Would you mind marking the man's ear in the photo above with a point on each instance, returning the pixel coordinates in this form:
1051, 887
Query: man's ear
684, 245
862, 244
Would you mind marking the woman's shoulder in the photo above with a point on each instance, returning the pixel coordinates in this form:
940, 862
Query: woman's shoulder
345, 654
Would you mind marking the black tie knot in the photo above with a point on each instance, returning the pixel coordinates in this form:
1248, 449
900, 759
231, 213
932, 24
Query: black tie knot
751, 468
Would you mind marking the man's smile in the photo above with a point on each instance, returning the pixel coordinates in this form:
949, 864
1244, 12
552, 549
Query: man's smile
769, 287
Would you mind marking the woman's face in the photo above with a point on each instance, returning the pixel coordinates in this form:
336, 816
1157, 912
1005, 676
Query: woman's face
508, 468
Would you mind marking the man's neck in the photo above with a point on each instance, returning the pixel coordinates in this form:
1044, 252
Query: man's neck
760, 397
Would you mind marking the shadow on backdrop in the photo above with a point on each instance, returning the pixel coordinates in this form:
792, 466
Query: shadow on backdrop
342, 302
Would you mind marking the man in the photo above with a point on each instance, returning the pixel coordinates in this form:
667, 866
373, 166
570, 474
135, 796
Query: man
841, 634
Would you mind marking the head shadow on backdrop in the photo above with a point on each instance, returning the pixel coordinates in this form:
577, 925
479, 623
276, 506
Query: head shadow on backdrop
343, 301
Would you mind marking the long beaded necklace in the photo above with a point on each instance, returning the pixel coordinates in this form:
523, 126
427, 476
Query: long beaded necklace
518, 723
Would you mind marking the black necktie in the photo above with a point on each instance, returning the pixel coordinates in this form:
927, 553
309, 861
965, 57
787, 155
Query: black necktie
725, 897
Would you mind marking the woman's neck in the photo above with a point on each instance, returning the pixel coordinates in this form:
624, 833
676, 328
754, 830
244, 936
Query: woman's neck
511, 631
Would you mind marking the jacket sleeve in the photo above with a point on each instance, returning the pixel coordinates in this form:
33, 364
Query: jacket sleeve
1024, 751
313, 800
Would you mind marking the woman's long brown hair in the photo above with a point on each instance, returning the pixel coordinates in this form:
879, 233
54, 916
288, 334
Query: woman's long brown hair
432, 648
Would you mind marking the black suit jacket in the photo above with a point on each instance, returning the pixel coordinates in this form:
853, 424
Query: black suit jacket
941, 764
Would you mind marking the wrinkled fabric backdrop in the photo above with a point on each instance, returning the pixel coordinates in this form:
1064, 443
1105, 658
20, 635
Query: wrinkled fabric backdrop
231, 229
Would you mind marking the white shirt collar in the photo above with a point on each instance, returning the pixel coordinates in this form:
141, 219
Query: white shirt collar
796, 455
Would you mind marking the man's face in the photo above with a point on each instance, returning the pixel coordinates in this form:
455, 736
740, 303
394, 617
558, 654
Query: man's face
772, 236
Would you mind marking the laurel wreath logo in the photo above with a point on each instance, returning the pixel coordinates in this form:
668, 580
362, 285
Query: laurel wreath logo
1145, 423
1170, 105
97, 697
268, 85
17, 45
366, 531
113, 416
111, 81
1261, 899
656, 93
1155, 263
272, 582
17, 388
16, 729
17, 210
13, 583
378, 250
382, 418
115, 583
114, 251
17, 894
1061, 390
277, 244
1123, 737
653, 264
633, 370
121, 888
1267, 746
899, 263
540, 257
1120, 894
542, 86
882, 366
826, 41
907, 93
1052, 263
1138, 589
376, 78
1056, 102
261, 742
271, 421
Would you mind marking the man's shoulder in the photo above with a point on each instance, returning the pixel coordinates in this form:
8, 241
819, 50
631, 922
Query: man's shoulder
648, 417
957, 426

────

Reproduce each line verbatim.

▶ Correct output
Would you mind marking the man's ear in the photo above with a point on each instance, returning the pixel coordinates in this form:
1051, 887
Query: man's ear
684, 245
862, 244
Would you mind marking the woman's shoulder in the photo above with a point on each instance, returning the pixel coordinates in this form:
940, 862
Query: woman's shoulder
345, 654
Would you mind marking the black tie knot in the photo above with a point on each instance, returning the pixel coordinates in this form:
1248, 449
900, 759
231, 213
932, 24
Query: black tie knot
751, 468
Would you mind marking the man's smile in the photo above with a point on each instance, returning the pixel coordinates in this form:
949, 864
1244, 12
552, 549
Query: man's smile
769, 287
Would you mind marking the woman's face in the photo above with a point on each instance, returning the pixel coordinates in this form:
336, 816
1157, 912
1005, 676
Query: woman's face
508, 468
Would you mind marking the man's neck in the photo above with a point on each instance, returning the pixel coordinates in this form:
1044, 252
Query: man's neck
760, 397
Would you mind marking the shadow on backdrop in the photo above with a point on each instance, returning the pixel coordinates in this form:
792, 466
Query: shadow on backdrop
342, 302
Would you mind marking the man in the photo above with a point on each instance, returning the pixel coordinates in this form:
667, 866
373, 166
570, 474
135, 796
Query: man
841, 634
Would you mind marking the head shadow on backdrop in the photo above with a point on each instance, returning the pixel coordinates in this form:
577, 925
479, 623
276, 506
Query: head shadow on backdrop
343, 301
Would you mind marking the long beaded necklace in the photo above with a point on each instance, returning the pixel coordinates in this form:
523, 126
427, 476
Query: long beaded necklace
518, 723
Would you mind marking the black necktie in the photo above with a point on each instance, returning the pixel coordinates in this form:
927, 553
309, 861
965, 57
787, 155
Query: black necktie
725, 897
Would you mind marking the woman's neck in the photo above with a point on each instance, returning the pixel coordinates in this form:
624, 833
676, 328
754, 830
244, 936
Query: woman's neck
511, 631
Would you mind marking the jacket sleeve in the photo above with a point on each instance, returning the pixel coordinates in this form:
33, 364
Query: jacket sleeve
1024, 751
313, 800
Would you mind marking the woman's long brown hair in the photo above with a point on each instance, returning the pixel coordinates in this form:
879, 233
54, 916
288, 334
Query: woman's long brown hair
432, 648
Would you mind marking the black suit jacket in the photo above with a point on each instance, returning the pixel coordinates in this form:
853, 424
Query: black suit jacket
941, 764
Would you mind marking the wrinkled fabric backdrop in the photo above with a point on each instance, returning the pixel coordinates in this form:
1064, 443
1105, 658
20, 635
Query: wrinkled fabric backdrop
231, 229
Would you mind marking the white shirt collar in the photo above with a point on each instance, returning the pixel coordinates in this form:
141, 219
Query: white shirt collar
796, 455
Would you mind marking the man's face in the photo above with a point on each instance, returning the pixel coordinates in this form:
455, 736
740, 303
394, 617
558, 654
Query: man's face
772, 236
Would you mind marking the laurel wreath logo in the photo above with a point on each instance, returning the pixel coordinates in this form:
668, 580
362, 285
Query: laurel wreath logo
1145, 423
1170, 105
97, 697
268, 85
17, 45
366, 531
113, 416
111, 81
1261, 899
656, 93
1155, 263
272, 582
17, 388
16, 729
17, 210
13, 583
378, 250
382, 418
115, 583
114, 251
17, 894
1061, 390
277, 244
1123, 737
653, 264
633, 370
121, 888
1267, 746
899, 263
540, 257
1120, 894
542, 86
882, 366
826, 41
907, 93
1052, 263
1138, 589
376, 78
1056, 102
261, 742
271, 421
Would you mind marking the man's shoulder in the photo above with a point on each instance, returning the pixel coordinates in this form:
8, 241
819, 50
631, 922
Query: man's shoulder
648, 417
957, 426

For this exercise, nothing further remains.